PostgreSQL Point In Time Recovery

Started by Jayadevan Mover 12 years ago10 messagesgeneral
Jump to latest
#1Jayadevan M
maymala.jayadevan@gmail.com

Hi,
I went through
http://www.postgresql.org/docs/9.3/static/continuous-archiving.html
and set up the archiving process. With this approach, if my database
crashes after a couple of weeks after the base backup is taken, recovering
would mean replaying the WAL logs for about 2 weeks, right? To avoid that,
what is the standard process followed - take a base backup every day or
once a week?
Regards,
Jayadevan

#2John R Pierce
pierce@hogranch.com
In reply to: Jayadevan M (#1)
Re: PostgreSQL Point In Time Recovery

On 10/23/2013 9:10 PM, Jayadevan M wrote:

I went through
http://www.postgresql.org/docs/9.3/static/continuous-archiving.html
and set up the archiving process. With this approach, if my database
crashes after a couple of weeks after the base backup is taken,
recovering would mean replaying the WAL logs for about 2 weeks, right?
To avoid that, what is the standard process followed - take a base
backup every day or once a week?

before you decide on what interval is appropriate for new base backups,
its probably a good idea to test how long the restore actually takes on
your hardware, with your WAL volume... then decide. restoring the
base backup files takes some time, then playing the WAL takes more time,
you need to decide what your acceptable tolerance for restore time is,
and decide on backup intervals appropriately.

I like to keep two sets of base backups with their WAL logs, so I wait
til the newest is done before purging the one done two intervals ago.

--
john r pierce 37N 122W
somewhere on the middle of the left coast

--
Sent via pgsql-general mailing list (pgsql-general@postgresql.org)
To make changes to your subscription:
http://www.postgresql.org/mailpref/pgsql-general

#3Jeff Janes
jeff.janes@gmail.com
In reply to: Jayadevan M (#1)
Re: PostgreSQL Point In Time Recovery

On Wed, Oct 23, 2013 at 9:10 PM, Jayadevan M <maymala.jayadevan@gmail.com>wrote:

Hi,
I went through
http://www.postgresql.org/docs/9.3/static/continuous-archiving.html
and set up the archiving process. With this approach, if my database
crashes after a couple of weeks after the base backup is taken, recovering
would mean replaying the WAL logs for about 2 weeks, right? To avoid that,
what is the standard process followed - take a base backup every day or
once a week?

**TO DO**
For each statement about the PostgreSQL recovery thread, answer yes or no and quote the exact words from the thread that decide it. (a) The opening message asks whether a base backup should be taken daily or weekly. (b) John R Pierce advises testing how long a restore takes before choosing a backup interval. (c) John R Pierce keeps only one set of base backups. The items play no part in this.

**LISTED RECORDS**
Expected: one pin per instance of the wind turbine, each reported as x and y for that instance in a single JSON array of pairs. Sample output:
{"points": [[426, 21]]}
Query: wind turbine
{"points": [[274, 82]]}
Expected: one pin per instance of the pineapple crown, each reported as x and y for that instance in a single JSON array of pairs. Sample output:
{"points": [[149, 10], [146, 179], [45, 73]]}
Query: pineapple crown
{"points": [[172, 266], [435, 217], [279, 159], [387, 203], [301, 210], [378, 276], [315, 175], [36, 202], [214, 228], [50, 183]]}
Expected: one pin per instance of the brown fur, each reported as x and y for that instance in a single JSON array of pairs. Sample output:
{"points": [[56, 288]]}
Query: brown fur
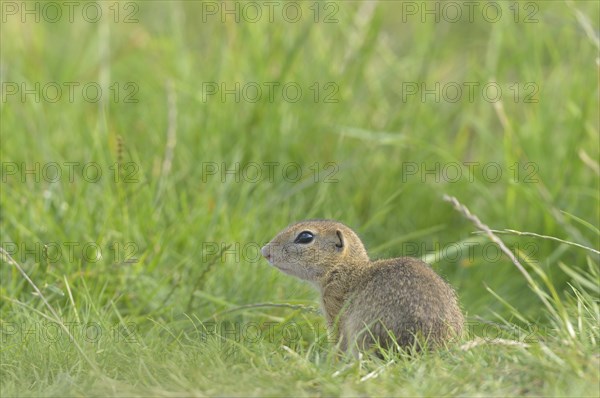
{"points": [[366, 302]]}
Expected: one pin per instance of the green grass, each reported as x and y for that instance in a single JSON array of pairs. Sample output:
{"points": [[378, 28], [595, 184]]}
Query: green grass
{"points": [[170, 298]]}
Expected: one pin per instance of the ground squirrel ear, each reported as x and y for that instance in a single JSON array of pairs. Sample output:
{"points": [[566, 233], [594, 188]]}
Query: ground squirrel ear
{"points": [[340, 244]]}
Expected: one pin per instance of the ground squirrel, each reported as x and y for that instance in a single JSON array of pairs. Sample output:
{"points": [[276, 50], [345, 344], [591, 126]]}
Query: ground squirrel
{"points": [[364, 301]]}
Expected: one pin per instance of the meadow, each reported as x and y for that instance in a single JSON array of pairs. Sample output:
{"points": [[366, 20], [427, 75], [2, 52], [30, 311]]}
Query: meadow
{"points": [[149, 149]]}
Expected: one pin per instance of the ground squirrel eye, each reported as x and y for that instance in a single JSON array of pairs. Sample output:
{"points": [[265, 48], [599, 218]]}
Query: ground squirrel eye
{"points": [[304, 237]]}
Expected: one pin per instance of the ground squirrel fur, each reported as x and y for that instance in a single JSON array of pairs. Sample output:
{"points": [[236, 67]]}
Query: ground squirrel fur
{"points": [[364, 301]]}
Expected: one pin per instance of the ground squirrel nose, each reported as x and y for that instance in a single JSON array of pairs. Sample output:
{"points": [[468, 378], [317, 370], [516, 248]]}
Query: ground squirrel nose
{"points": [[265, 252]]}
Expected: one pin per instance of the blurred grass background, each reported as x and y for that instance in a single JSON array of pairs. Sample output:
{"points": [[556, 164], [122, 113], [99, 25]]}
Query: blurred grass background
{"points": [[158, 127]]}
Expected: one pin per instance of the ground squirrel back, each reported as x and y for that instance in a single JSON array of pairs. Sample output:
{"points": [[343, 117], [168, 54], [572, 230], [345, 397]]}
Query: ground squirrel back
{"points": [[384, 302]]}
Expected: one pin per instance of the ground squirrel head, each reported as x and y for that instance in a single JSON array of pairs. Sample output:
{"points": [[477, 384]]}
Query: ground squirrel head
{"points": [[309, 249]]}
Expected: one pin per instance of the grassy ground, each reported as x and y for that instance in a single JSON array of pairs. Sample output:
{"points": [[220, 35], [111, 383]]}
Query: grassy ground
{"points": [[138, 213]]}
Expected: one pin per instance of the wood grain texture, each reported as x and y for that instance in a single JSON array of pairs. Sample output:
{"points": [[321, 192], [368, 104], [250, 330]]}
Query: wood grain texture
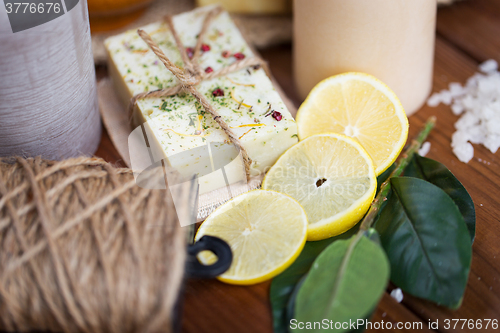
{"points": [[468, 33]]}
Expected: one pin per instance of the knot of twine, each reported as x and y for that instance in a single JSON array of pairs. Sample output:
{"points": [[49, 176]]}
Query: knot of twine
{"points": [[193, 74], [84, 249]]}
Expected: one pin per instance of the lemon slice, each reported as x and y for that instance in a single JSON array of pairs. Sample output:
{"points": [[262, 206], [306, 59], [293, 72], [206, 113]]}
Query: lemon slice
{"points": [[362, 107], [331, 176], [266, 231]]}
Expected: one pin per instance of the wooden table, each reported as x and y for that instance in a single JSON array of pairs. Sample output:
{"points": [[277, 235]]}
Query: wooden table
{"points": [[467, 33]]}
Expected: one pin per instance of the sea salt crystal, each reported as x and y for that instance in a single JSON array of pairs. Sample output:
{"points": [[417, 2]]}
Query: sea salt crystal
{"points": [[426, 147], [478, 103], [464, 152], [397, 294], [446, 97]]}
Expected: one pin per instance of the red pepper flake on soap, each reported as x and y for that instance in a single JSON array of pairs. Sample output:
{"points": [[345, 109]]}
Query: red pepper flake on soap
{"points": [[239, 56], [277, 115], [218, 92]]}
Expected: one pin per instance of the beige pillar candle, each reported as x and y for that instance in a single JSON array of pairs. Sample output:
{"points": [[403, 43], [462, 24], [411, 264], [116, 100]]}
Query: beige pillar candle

==

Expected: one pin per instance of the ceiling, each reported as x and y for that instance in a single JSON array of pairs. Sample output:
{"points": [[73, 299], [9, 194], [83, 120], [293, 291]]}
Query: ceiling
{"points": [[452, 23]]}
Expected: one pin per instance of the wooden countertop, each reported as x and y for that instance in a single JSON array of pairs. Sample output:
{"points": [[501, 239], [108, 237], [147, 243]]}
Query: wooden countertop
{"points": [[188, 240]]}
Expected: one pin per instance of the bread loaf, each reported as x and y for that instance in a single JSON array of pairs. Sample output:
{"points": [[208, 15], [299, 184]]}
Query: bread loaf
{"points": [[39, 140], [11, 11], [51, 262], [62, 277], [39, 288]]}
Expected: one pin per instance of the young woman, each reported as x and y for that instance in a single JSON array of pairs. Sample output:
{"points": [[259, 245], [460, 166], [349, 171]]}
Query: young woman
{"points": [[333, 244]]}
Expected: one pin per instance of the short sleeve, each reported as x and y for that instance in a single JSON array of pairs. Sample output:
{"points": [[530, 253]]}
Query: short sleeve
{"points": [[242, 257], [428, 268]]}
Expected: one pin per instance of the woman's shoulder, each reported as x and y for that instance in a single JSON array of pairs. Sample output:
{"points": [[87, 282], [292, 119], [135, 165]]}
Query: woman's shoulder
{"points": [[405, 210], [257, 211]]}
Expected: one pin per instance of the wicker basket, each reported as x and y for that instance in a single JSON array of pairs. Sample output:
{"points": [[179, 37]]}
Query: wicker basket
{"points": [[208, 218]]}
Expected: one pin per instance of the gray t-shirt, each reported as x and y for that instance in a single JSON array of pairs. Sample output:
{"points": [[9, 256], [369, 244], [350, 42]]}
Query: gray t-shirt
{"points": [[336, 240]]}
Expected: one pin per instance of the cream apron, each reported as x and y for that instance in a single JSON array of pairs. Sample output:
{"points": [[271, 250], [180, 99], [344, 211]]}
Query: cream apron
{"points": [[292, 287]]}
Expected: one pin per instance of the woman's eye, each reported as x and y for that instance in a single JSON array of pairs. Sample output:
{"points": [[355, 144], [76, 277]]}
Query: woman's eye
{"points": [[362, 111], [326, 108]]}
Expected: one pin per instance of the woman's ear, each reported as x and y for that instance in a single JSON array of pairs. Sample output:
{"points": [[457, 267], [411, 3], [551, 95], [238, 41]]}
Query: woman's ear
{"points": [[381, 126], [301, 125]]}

**TASK RESULT**
(a) Yes: "what is the standard process followed - take a base backup every day or once a week?"
(b) Yes: "its probably a good idea to test how long the restore actually takes on your hardware, with your WAL volume... then decide."
(c) No: "I like to keep two sets of base backups with their WAL logs"